Convert every line of the rows below into a JSON list of strings with one string per line, omitting blank lines. Leave the pictures out of the result.

[START OF Entries shown]

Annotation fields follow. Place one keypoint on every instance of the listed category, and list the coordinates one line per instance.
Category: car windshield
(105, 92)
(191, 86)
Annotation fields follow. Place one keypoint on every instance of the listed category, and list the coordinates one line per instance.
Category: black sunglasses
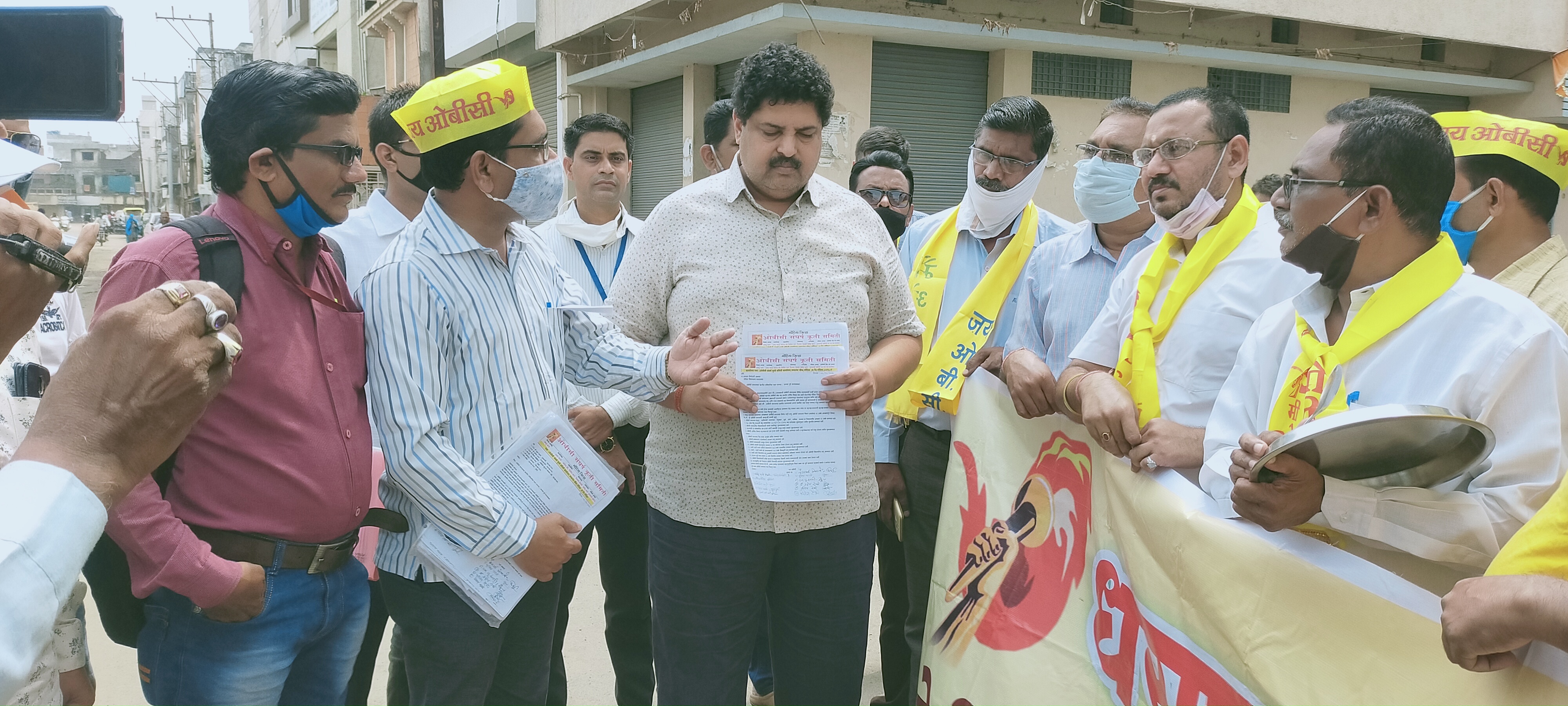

[END OF Entries shown]

**Worked solution:**
[
  "Annotation fields follow. Place one keypoint on every instance of the listed category, and list the coordinates one line per instance.",
  "Category: car windshield",
  "(105, 92)",
  "(191, 86)",
  "Annotation fields follow. Place one keypoint on every instance of the listed category, and list the coordinates one line per instance.",
  "Category: black sunglasses"
]